* [Direction 1] Transcribe the homeschool network bylaws below in full, without changing a word.

* [Text shown]
==============================
St. Louis Homeschool Network Bylaws
Revised & Approved November 8, 2021; further revised and approved by members per the April 16, 2024 board meeting.
Article 1 – Name, Purpose, Location
Section 1 – The name of the organization shall be St. Louis Homeschool Network (herein referred to as SLHN), created and located in St. Louis, MO.
Section 2 – SLHN is organized exclusively for educational and charitable purposes, including, for such purposes, the making of distributions to organizations that qualify as exempt organizations under section 501(c)(3) of the Internal Revenue Code, or the corresponding section of any future federal tax code. SLHN does not contemplate pecuniary gain or profit, incidental or otherwise. We are a secular support group for homeschooling families and an information source for prospective homeschoolers. The group is diverse with many religious, political, and educational philosophies, where we welcome and encourage diversity and acceptance and discourage discrimination and judgment. The group focus is exclusively on homeschooling.
==============================
* [Direction 2] Copy every line of the records below word for word.

Entries from a dataset
==============================
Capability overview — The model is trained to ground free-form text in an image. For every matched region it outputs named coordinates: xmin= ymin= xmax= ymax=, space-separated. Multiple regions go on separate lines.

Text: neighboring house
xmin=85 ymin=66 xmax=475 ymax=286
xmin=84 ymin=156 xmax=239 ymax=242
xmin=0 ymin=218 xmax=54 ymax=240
==============================
* [Written reply 1]
St. Louis Homeschool Network Bylaws
Revised & Approved November 8, 2021; further revised and approved by members per the April 16, 2024 board meeting.
Article 1 – Name, Purpose, Location
Section 1 – The name of the organization shall be St. Louis Homeschool Network (herein referred to as SLHN), created and located in St. Louis, MO.
Section 2 – SLHN is organized exclusively for educational and charitable purposes, including, for such purposes, the making of distributions to organizations that qualify as exempt organizations under section 501(c)(3) of the Internal Revenue Code, or the corresponding section of any future federal tax code. SLHN does not contemplate pecuniary gain or profit, incidental or otherwise. We are a secular support group for homeschooling families and an information source for prospective homeschoolers. The group is diverse with many religious, political, and educational philosophies, where we welcome and encourage diversity and acceptance and discourage discrimination and judgment. The group focus is exclusively on homeschooling.

* [Written reply 2]
Capability overview — The model is trained to ground free-form text in an image. For every matched region it outputs named coordinates: xmin= ymin= xmax= ymax=, space-separated. Multiple regions go on separate lines.

Text: neighboring house
xmin=85 ymin=66 xmax=475 ymax=286
xmin=84 ymin=156 xmax=239 ymax=242
xmin=0 ymin=218 xmax=54 ymax=240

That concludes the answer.